Extract →
Building on the legacy
We have a positive legacy to build on through CCG and local authority joint working. Joint accountability for publishing the joint service needs assessment (JSNA), joint commissioning of mental health and other services, as well as a shared accountability with police and local authorities for safeguarding has developed strong system stewardship roles that ICSs must now take forward.
There are many common goals that should bring us all together in terms of creating good health, good living and improving the wellbeing for all our residents. The ICS Network advisorate, which oversees the Confed ICS Network, understands the important relationship between the Integrated Care NHS Board and the Integrated Care Partnership. Indeed, we have many local government leaders involved through their ICS leadership roles, and this collective, multi-organisational focus helps us get the right support to the members we serve.
Creating strong relationships
The consistent message from successful local government and NHS partnerships is the importance of relationships. As we learn to work differently, we need to do this together, with a clear understanding of the interdependencies between our various organisations and our services.
In my previous role as an ICS lead, we used to talk about party balloon dogs. If a leg is squeezed, then the bubble pops up somewhere else. It’s developing that understanding of what happens when you put a constraint on the system in one place; does the consequence bubble up somewhere else or can we collectively manage that down?
There is no shortcut to developing strong relationships. It’s a different journey for every single system and we need to preserve this uniqueness as far as possible.
Parity of voice
Successful system working is about recognising the vital and equal contribution of all system partners, not just our PCNs and NHS providers; our VCSEs, our non- statutory providers, our partners in housing, education, wider public services and local campaign groups all have a part to play and need to be heard.
Achieving such parity of voice is an important step towards achieving true system working, which means rethinking how we communicate and engage with our partners and populations. System leadership has to start with being accountable to the population and partners; as described by one of our ICS advisorate members, it’s a bit like having several bosses – whilst one pays their salary, they are answerable to the others too as all are equal within the partnership.

Supplied data →
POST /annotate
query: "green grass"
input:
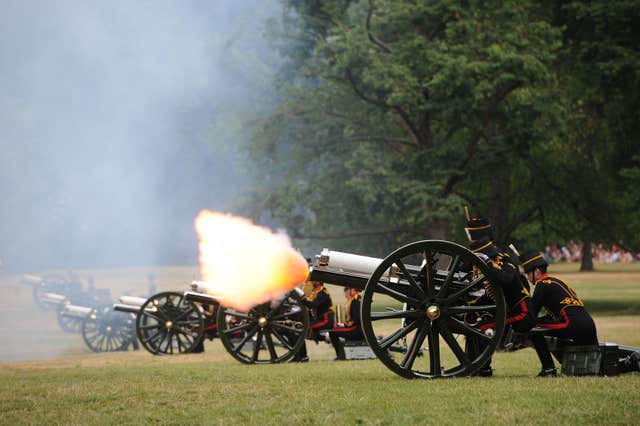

Tasks to carry out →
[1] Answer these questions from the extract:
(a) What does the ICS Network advisorate oversee?
(b) In the writer's previous role as an ICS lead, what did they use to talk about?
(c) What does the abbreviation JSNA stand for?
[2] Edit the extract by writing out everything from "Building on the" down to "now take forward.", with "CCG" changed to "clinical commissioning group".
[3] List every section heading in the extract.
Use only the extract to answer.

Solutions in order →
[1]
(a) The Confed ICS Network.
(b) Party balloon dogs.
(c) Joint service needs assessment.

[2]
Building on the legacy
We have a positive legacy to build on through clinical commissioning group and local authority joint working. Joint accountability for publishing the joint service needs assessment (JSNA), joint commissioning of mental health and other services, as well as a shared accountability with police and local authorities for safeguarding has developed strong system stewardship roles that ICSs must now take forward.

[3]
Building on the legacy
Creating strong relationships
Parity of voice